→ WRITTEN EXERCISE A:
Pick out every line of the listing below that contains the string "ceiling", matching case exactly, and copy each such line in full.

→ SELECTION:
--------------------------------

⚡️ UltraSlayer – DRAM Refresh‑Stall Killer

UltraSlayer is a lock‑free, hardware‑aware memory slab that eliminates the “DRAM refresh stall” (tREFI) tail‑latency that destroys nanosecond‑level determinism in High‑Frequency‑Trading (HFT) and other ultra‑low‑latency workloads.

It mirrors every hot‑path object across a configurable number of physical DRAM channels and lets a dedicated Slayer Core race the reads in parallel, guaranteeing that at least one channel will answer before a refresh can stall the request.

⚠️ WARNING – UltraSlayer uses unsafe, volatile loads/stores and a core that spins 100 % of the time. Use it only for the critical hot‑path of a latency‑sensitive application.

Crates.io Total Downloads

🎯 The Problem – DRAM “Tail”

Situation	Latency
Normal DRAM read	≈ 60 ns
Read that hits a refresh (tREFI)	≈ 200 ns + (spike)

A single 200 ns jitter can be the difference between a profitable trade and a missed opportunity.

--------------------------------

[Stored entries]
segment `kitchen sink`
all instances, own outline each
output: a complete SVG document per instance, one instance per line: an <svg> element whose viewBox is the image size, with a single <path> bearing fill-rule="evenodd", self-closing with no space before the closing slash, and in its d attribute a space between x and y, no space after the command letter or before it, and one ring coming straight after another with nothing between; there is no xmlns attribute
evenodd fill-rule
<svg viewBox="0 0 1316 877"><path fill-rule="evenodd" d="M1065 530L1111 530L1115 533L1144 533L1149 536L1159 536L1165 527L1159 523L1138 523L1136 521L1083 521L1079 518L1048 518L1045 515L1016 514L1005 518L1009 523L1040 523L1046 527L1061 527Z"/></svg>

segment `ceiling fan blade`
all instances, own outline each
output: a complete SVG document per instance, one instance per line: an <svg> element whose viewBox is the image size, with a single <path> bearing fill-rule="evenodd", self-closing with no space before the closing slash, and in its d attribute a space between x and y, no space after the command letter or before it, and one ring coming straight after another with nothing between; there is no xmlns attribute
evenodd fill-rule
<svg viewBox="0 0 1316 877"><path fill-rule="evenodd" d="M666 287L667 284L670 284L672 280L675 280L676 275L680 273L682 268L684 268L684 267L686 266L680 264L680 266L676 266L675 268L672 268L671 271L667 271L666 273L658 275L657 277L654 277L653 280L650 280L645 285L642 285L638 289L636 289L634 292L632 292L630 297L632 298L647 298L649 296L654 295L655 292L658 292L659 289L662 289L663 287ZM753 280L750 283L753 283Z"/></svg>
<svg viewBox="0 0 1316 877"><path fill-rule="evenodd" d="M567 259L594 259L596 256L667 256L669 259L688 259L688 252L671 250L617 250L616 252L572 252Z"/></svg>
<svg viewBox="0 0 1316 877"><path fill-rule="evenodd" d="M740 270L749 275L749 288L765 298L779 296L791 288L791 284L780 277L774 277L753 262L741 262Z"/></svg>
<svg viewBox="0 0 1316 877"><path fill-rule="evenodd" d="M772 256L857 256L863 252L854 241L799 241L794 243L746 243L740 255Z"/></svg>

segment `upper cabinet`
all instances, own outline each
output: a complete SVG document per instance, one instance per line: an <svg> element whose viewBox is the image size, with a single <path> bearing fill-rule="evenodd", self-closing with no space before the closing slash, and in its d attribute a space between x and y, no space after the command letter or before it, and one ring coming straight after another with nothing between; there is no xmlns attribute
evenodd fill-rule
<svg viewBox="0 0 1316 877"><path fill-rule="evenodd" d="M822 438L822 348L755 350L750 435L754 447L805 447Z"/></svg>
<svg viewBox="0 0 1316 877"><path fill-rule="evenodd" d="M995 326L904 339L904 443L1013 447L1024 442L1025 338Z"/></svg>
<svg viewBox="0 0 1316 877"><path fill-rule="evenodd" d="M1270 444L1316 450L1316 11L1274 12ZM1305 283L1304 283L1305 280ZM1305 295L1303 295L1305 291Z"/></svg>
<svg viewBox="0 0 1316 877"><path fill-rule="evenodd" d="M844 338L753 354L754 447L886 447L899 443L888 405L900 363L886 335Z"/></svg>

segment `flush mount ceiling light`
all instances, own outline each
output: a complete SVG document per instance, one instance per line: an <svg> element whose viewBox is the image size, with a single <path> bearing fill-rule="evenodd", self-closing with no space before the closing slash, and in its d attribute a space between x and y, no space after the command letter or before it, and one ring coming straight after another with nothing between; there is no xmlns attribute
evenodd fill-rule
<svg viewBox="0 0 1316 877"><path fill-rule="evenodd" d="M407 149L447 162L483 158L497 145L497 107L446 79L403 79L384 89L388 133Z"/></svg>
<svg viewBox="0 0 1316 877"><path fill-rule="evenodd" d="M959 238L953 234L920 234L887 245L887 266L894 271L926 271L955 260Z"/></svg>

--------------------------------

→ WRITTEN EXERCISE B:
Extend the UltraSlayer description above, picking up after its final sentence.

→ EXERCISE RESULT A:
segment `ceiling fan blade`
segment `flush mount ceiling light`

→ EXERCISE RESULT B:
🚀 The Solution – Hardware Hedging

Step	What UltraSlayer does
Mirroring	Stores each hot object on N distinct DRAM channels (different DIMMs / banks).
Slayer Core	A dedicated thread, pinned to a physical core, issues N parallel reads at the pipeline level.
Race‑to‑first	The first response that arrives is returned; the other reads are discarded.
Deterministic latency	Probability that all channels are refreshed simultaneously is 1/N → tail is dramatically reduced.

The core spins continuously to keep the core hot and avoid C‑state exits that would re‑introduce jitter.

❤️ Inspiration – Laurie Wired’s TailSlayer

UltraSlayer is a Rust port of the original TailSlayer implementation created by Laurie Wired.

TailSlayer (C++ version) – https://github.com/LaurieWired/tailslayer
Video explanation (Laurie Wired) – https://www.youtube.com/watch?v=KKbgulTp3FE

Laurie Wired’s work introduced the concept of hardware‑level hedging to eliminate DRAM refresh‑stall tail latency. UltraSlayer adapts that concept to safe‑ish Rust while preserving the same deterministic guarantees.

🛠️ New Features (v0.2)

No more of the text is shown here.